*What to work on*
Rewrite the data below, renaming each "one point per instance" as "a single point for each instance" and keeping the rest unchanged.

*Excerpted data*
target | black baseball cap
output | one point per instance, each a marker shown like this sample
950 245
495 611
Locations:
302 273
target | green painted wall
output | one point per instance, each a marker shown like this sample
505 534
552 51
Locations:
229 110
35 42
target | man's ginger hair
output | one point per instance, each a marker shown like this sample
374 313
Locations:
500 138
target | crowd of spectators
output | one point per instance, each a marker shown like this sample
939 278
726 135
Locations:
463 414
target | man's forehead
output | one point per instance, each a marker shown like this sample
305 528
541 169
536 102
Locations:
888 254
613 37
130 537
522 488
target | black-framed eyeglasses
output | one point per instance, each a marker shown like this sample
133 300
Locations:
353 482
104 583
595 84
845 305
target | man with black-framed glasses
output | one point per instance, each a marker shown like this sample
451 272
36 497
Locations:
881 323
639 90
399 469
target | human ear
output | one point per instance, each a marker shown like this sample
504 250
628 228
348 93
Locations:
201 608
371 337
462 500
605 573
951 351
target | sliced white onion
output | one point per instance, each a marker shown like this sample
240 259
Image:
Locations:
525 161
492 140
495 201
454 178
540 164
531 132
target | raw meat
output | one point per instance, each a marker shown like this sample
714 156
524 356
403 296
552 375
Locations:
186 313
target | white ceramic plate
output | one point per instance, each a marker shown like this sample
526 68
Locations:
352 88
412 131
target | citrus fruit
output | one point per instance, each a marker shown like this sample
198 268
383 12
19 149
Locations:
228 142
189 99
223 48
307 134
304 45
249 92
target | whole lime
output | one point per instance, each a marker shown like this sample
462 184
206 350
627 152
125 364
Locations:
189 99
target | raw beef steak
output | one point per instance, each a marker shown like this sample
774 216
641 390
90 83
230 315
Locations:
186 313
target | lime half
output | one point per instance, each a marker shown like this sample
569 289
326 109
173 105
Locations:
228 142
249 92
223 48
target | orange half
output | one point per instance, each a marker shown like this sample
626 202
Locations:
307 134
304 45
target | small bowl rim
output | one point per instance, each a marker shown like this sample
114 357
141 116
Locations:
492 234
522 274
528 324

*Reply to the task*
target | black baseball cap
output | a single point for each instance, each a marker shown like this sample
950 245
495 611
Locations:
302 273
target | green painted wall
output | a single point for each instance, each a marker shown like this sample
505 534
552 51
Locations:
229 110
35 42
target | man's ginger hair
output | a single point for each instance, each a marker shown like this sample
374 313
Locations:
500 138
target | crowd of spectators
output | a single point for each instance, each a marker shown like this sample
939 278
726 135
Locations:
463 414
target | man's forehead
output | a single point for each instance, each a marker shown like this sample
305 528
541 169
536 102
Locations:
888 254
613 37
130 537
522 488
target | black-framed eyeglasses
output | a single point for each instance, each a marker shown like this sample
133 300
Locations:
353 482
104 583
595 84
845 305
target | man with black-framed glasses
output | a single point for each instance, each a marker shown like this sample
451 272
36 497
Locations:
881 323
639 90
399 469
target | human ear
output | a single point for each instance, each a marker shown like this sample
504 250
628 228
348 93
Locations:
201 608
371 337
462 500
605 573
951 351
target | sliced white onion
output | a single point for each instance, each a marker shown like this sample
240 259
Image:
Locations:
525 161
492 140
495 201
454 178
540 164
531 132
target | raw meat
output | a single point for each instance, each a marker shown like this sample
714 156
524 356
403 296
552 375
Locations:
186 313
target | white ceramic plate
output | a single point for each instance, each a marker shown like this sample
526 68
Locations:
352 88
412 131
target | citrus fruit
output | a single point for each instance, each a marker shown like this sample
198 268
383 12
19 149
Locations:
228 142
189 99
223 48
307 134
304 45
249 92
target | whole lime
output | a single point for each instance, each a marker shown like this sample
462 184
206 350
627 152
125 364
Locations:
189 99
target | raw beef steak
output | a single point for each instance, each a marker shown like this sample
774 216
641 390
90 83
230 315
Locations:
186 313
target | lime half
output | a single point for each instance, each a marker shown like this sample
569 289
326 109
173 105
Locations:
228 142
249 92
223 48
target | orange half
output | a single point for each instance, each a marker shown like this sample
626 202
Locations:
307 134
304 45
target | small bowl rim
output | a single point for each instance, each a marker shown like this sample
114 357
141 116
Locations:
492 234
522 274
528 324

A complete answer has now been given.